* _Passage_
^^^^^^^^^^^^^^^^

What Is an Initial Stake Pool Offering (ISPO)?
What Is MELD?
How Does an Initial Staking Pool Offering Work?
The way this works is that instead of miners having to put up computational resources to help validate transactions on the network, users deploy capital (in the form of the chain’s native token). Validators then use this stake to verify transactions and keep producing blocks on the blockchain. But because the staked capital is often locked (i.e., it is not able to be used anywhere else in DeFi), users are issued staking rewards, which is effectively an interest that they get on their staked capital.
Wait, how does this work? Let’s understand.
MELD would act as an “interface” between the staking rewards that were being generated from the staking pools and the rewards that were being issued out to delegators. They would keep the ADA rewards that were generated as part of staking and in return would issue a proportional amount of MELD tokens to users who were participating in the ISPO.
This meant that likely investors who wanted to invest in the project did not have to divert all of their capital into the project and risk it getting devalued. The risk of locking the capital within the project was hedged by the project itself. Since they had absolute control over their assets, users could withdraw their capital whenever they wanted to.
Is an ISPO Different From an ICO?
Yes, an ISPO is fundamentally different from an ICO in that it does not require potential investors to deposit their capital into a project and risk it getting rugpulled. On the contrary, users deposit their capital into a staking pool and the project simply collects the staking rewards from the pool while issuing a proportional amount of its tokens to users in return. This makes things much easier for the investor.
Not only can they deposit and withdraw their capital anytime, but they also have the freedom to participate in as many fundraising events as possible. And all said and done, if the project does not turn out well then the investor can simply withdraw their assets from the staking pool and get all of it back.
Remember that in an ICO, you are putting the entirety of the capital that to invest in a project and none of that is usable elsewhere. With an ISPO, it’s just like putting your capital in a staking pool and earning rewards from it. If the project tanks, then you only lose the staking rewards (but you are able to retain your capital back). However, if the project does well, then you get your entire capital back along with the tokens as rewards.
What Is the MELD Staking Pool?
The MELD staking pool was launched on July 1, 2021, and ended six months later on December 8. All those who wanted to participate had the opportunity to delegate as much ADA as they wanted and for however long that they wanted. Since they were delegating their tokens to a staking pool, they could unstake and withdraw any time that they wanted to.
Exactly 800M worth of MELD tokens were set aside as rewards for all the participants. Two pools were offered as part of this ISPO:
MELD1: This pool consisted of just MELD tokens. In short, if users delegated their ADA in this pool, they were getting their rewards only in MELD tokens and ADA tokens.

^^^^^^^^^^^^^^^^

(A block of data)
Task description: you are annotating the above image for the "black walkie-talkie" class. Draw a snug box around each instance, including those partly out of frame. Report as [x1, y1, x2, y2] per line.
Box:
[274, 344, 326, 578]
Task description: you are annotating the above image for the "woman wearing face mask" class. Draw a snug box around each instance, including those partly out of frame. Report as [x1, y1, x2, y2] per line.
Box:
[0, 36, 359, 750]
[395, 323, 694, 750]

^^^^^^^^^^^^^^^^

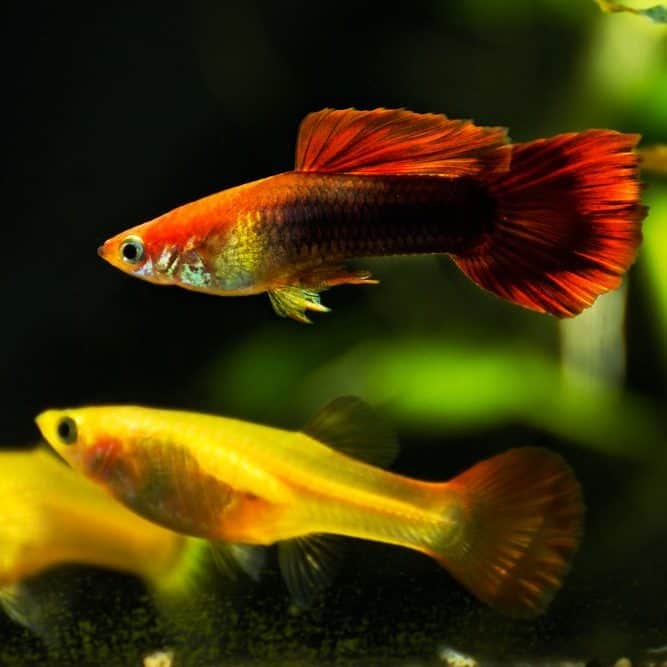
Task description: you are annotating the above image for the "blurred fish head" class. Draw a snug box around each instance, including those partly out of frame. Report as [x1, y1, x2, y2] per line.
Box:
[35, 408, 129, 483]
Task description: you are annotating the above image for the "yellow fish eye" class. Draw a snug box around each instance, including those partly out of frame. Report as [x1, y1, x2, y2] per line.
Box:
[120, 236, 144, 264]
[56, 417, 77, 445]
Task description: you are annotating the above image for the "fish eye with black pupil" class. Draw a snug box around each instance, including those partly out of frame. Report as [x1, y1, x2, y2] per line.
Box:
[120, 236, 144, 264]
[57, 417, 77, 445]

^^^^^^^^^^^^^^^^

* _Required tasks_
• 1. In the ISPO passage, what date did the MELD staking pool launch?
• 2. Copy the ISPO passage word for word, from "What Is the" up to and including "that they wanted to.".

* _Answer set_
• 1. July 1, 2021.

• 2.
What Is the MELD Staking Pool?
The MELD staking pool was launched on July 1, 2021, and ended six months later on December 8. All those who wanted to participate had the opportunity to delegate as much ADA as they wanted and for however long that they wanted. Since they were delegating their tokens to a staking pool, they could unstake and withdraw any time that they wanted to.